=== Excerpt provided ===
Judge Wynn concurred In Judge Floyd’s opinion, but wrote separately to fortify it on several points. He specifically attacked the Board’s alleged rationale for viewing Grimm as being dissimilar rather than similarly situated with other males – based upon his so-called “biological gender.” Judge Wynn believed that purported status conflated two different ideas – physical sex features, such as genitalia, which are biological, and gender, which in contrast is “a deeply held sense of self.” The Board’s attempted reliance on biological gender presupposes that it could be used neatly to differentiate two classes of transgendered students -- those possessing male and female characteristics – when the transgendered actually display various combinations of both, defying rigid binary classification. In addition, Judge Wynn noted that the privacy interest that the Board claimed to advance – prohibiting bathroom users from having to expose themselves to an intruder of a different gender – was suspect because no exposure was involved. Stalls and urinal shields prevented any such visibility. Moreover, if the interest was simply against having such an intruder present, it would be equally, if not more infringed upon, by sending a transgendered student, such a Grimm, into girls’ restrooms because from all outward appearances , he was male and an apparent intruder. Judge Wynn also condemned the Board’s justifying its treatment of Grimm, based on the option available to all students to use a stand-alone stall, as relying upon the same discredited separate-but-equal justification rejected in relation to racial discrimination. The availability of such facilities to all students did not hide the fact that they were created specifically in response to him and were stigmatic for that reason.

In his dissenting opinion, Judge Niemeyer contended that the error at the heart of the majority’s position was the conclusion that Grimm, as a transgendered male, was similarly situated to so-called biological males, and yet treated differently with respect to equal access to male restrooms. Judge Niemeyer believed that the Board was within its rights to view transgendered males and biological males as materially dissimilar in a manner well recognized by law.

=== Problem set ===
a) Answer these questions using the court-opinion excerpt:
(i) According to Judge Wynn, which two different ideas did "biological gender" conflate?
(ii) What prevented any visibility in the restrooms?
(iii) Which judge wrote the dissenting opinion?
b) In the court-opinion excerpt, take the part that opens with "In his dissenting" and closes with "recognized by law.". Write it out again, swapping "restrooms" for "bathrooms".
The listing has nothing to do with the court-opinion excerpt.

Dataset entries:
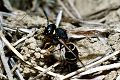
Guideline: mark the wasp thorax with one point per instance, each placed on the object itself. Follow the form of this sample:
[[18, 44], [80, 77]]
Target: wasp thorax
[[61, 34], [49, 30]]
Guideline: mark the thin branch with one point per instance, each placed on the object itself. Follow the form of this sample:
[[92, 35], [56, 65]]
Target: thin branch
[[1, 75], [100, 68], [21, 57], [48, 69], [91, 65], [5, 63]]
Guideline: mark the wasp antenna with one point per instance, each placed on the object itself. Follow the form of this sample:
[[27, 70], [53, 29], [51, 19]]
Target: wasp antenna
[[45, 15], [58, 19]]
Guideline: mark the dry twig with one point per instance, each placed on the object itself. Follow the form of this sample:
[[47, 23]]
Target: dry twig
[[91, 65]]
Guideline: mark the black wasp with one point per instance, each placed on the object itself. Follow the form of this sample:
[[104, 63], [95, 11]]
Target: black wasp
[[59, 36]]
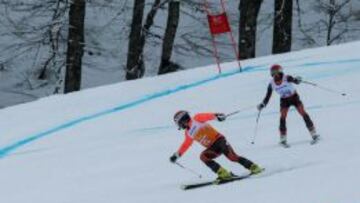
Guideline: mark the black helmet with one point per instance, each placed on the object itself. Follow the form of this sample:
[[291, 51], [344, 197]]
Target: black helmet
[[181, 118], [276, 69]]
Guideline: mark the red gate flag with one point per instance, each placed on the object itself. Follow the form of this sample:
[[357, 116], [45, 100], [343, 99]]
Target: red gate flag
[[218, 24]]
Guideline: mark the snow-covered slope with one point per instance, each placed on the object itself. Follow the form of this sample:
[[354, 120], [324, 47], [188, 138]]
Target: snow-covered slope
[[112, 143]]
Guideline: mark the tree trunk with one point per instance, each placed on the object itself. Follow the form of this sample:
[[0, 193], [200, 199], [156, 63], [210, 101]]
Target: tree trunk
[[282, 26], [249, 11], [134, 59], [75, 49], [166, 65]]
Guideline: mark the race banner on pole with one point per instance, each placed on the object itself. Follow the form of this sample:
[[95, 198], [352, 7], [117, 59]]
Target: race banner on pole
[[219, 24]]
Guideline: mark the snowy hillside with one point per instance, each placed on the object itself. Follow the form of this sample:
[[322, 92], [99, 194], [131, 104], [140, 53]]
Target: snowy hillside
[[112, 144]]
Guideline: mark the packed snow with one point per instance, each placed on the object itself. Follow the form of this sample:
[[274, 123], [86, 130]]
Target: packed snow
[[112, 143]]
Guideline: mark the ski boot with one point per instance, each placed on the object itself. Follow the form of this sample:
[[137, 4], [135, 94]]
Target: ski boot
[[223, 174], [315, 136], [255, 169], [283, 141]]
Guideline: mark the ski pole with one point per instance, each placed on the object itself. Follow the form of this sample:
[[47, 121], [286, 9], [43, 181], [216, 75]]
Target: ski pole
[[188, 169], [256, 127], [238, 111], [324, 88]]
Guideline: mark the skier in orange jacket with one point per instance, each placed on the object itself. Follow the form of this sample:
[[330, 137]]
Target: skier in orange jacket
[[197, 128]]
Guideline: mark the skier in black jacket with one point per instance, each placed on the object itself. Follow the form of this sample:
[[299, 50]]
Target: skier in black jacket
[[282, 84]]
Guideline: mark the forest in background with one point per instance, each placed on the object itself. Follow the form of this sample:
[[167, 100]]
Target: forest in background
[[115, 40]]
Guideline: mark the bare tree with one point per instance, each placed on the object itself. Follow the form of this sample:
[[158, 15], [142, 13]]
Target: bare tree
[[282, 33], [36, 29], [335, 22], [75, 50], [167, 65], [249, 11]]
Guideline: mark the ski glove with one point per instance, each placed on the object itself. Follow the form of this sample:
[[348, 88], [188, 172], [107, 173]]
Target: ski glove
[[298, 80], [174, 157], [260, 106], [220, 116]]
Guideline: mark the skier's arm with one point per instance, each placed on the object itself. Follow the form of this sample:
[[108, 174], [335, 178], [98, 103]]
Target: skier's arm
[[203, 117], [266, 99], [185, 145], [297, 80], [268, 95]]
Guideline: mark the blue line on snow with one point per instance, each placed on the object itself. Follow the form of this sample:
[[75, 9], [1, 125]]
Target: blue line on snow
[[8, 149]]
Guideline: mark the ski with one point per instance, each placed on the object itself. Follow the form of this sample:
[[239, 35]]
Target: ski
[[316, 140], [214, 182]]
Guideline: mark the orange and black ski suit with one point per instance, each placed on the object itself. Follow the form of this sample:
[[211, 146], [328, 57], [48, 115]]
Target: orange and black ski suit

=== Results for the exercise ===
a)
(i) Physical sex features, such as genitalia, which are biological, and gender, which is "a deeply held sense of self."
(ii) Stalls and urinal shields.
(iii) Judge Niemeyer.

b)
In his dissenting opinion, Judge Niemeyer contended that the error at the heart of the majority’s position was the conclusion that Grimm, as a transgendered male, was similarly situated to so-called biological males, and yet treated differently with respect to equal access to male bathrooms. Judge Niemeyer believed that the Board was within its rights to view transgendered males and biological males as materially dissimilar in a manner well recognized by law.